(Records of labeled points)
- - - - - - -
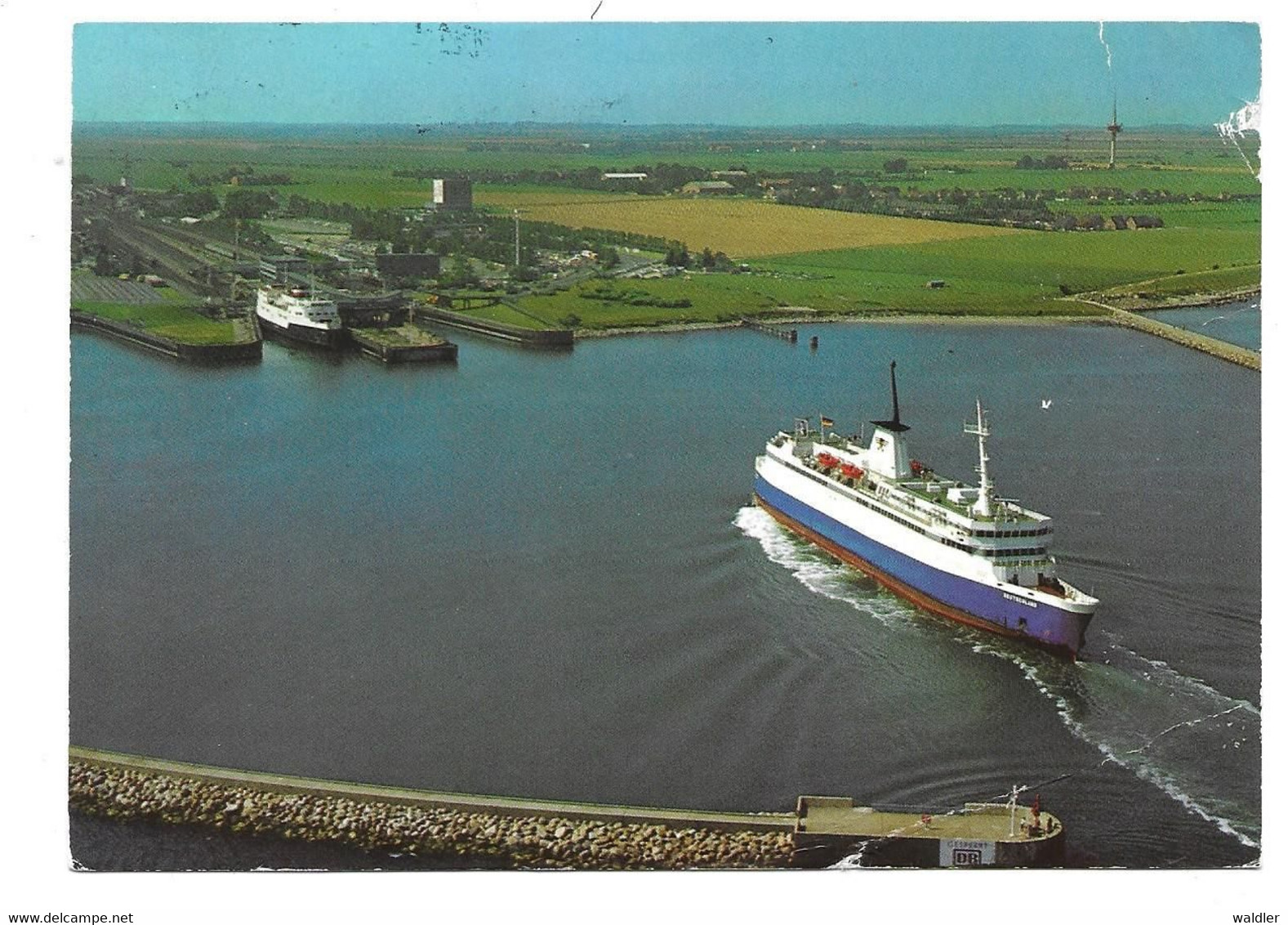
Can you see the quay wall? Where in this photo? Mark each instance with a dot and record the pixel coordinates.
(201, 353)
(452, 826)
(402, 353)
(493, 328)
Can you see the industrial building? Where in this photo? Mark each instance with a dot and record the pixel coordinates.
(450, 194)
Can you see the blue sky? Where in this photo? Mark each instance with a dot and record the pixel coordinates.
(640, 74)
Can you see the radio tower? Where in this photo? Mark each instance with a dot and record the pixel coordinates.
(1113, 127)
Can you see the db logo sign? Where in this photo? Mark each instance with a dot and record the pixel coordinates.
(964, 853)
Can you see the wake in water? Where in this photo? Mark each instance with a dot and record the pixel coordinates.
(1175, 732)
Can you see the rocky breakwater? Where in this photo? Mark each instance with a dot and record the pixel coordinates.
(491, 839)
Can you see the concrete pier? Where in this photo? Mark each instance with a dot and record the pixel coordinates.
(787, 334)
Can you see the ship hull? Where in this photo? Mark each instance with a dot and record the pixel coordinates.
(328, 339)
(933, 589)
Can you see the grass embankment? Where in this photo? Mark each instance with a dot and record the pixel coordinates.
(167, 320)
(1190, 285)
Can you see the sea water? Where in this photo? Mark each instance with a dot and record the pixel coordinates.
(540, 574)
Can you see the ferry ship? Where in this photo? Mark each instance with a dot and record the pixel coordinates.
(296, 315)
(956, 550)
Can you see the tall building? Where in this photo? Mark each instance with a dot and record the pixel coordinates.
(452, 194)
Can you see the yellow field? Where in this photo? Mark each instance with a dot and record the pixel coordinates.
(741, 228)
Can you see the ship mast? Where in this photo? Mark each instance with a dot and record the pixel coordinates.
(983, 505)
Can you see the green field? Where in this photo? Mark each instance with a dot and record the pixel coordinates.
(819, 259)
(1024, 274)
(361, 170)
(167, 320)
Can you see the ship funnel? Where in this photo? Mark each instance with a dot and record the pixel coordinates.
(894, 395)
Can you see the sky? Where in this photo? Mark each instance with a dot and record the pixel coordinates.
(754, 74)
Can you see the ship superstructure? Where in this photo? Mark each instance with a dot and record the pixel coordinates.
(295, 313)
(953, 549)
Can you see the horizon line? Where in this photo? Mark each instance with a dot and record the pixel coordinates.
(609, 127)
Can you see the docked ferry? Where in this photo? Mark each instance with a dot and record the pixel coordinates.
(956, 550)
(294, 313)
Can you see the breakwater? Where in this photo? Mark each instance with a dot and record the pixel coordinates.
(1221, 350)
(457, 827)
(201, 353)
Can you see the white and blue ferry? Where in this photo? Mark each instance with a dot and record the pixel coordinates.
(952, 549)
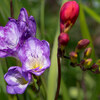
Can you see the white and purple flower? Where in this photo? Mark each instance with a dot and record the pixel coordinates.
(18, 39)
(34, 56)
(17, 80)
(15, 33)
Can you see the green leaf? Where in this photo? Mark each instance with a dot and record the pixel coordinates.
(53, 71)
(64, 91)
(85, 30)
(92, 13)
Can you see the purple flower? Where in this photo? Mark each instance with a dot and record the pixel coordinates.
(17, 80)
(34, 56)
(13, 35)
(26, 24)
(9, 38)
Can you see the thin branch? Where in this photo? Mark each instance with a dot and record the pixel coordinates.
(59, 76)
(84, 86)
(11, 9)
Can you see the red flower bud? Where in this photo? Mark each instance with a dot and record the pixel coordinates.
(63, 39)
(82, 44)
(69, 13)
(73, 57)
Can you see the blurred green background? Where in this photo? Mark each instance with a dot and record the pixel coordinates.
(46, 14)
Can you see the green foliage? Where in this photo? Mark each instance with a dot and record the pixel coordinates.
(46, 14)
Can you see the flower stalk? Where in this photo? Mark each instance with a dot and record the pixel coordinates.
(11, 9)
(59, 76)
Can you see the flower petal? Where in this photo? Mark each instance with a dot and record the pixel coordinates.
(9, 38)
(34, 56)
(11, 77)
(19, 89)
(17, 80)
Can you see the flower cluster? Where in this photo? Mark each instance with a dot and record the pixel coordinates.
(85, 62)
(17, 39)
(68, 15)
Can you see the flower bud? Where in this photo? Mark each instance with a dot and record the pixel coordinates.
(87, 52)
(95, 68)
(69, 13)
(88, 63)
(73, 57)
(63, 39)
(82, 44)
- - - - - - -
> _Your goal_
Could you output, word for word, the lines of the items starting with the line that contains "Can you see the breakwater?" and going on through the last line of the items, with the pictures left out?

> _Completed task_
Can you see the breakwater? Where in this photo? Mark each instance with a dot and record the pixel coordinates.
(1221, 350)
(457, 827)
(201, 353)
Can you see the white and blue ferry? Where in this photo? Mark each instance with a dot and record the pixel coordinates.
(952, 549)
Can you see the white and purple flower? Where in this photo? Mark each instance with a dot and record the pixel coordinates.
(18, 39)
(34, 56)
(17, 80)
(15, 33)
Can you see the green leaf? Where in this photo? Mark each instance with a dot and record the pixel coordinates.
(53, 71)
(64, 91)
(85, 30)
(92, 13)
Can you see the purple flower? Where in this photo? Mark each instance with a dot and record the pixel coordinates.
(17, 80)
(34, 56)
(13, 35)
(26, 24)
(9, 38)
Can you see the thin branch? Where in this photo? Mark each instance with a dot and record the pixel coordinates.
(59, 76)
(84, 86)
(11, 9)
Can you see the red flower bud? Where in this photo? Mark each instance with a dot and record the pixel coordinates.
(63, 39)
(82, 44)
(69, 13)
(73, 57)
Can you see the blurred green background? Where in this photo? Mark each instance with a dot and record the pixel coordinates.
(46, 14)
Can you see the green foliage? Where in this photo? Mark each instance with a dot and record the pixel coordinates.
(46, 14)
Can you see the flower stalk? Where in this photo? Mark each instance with a dot and record the pixel coordinates.
(11, 9)
(59, 76)
Can you see the flower petal? Where in this photo? Mark each instance with a dot and record the pixel coordinates.
(9, 38)
(34, 56)
(11, 77)
(19, 89)
(17, 80)
Can you see the flower cluster? Where in this photo? Mark each instance with a dot and record the pixel coordinates.
(85, 62)
(17, 39)
(68, 15)
Can you see the flower bud? Where in this photo? Mark each instance with a dot and record the pixel coordinates.
(87, 52)
(95, 68)
(69, 13)
(88, 63)
(73, 57)
(63, 39)
(82, 44)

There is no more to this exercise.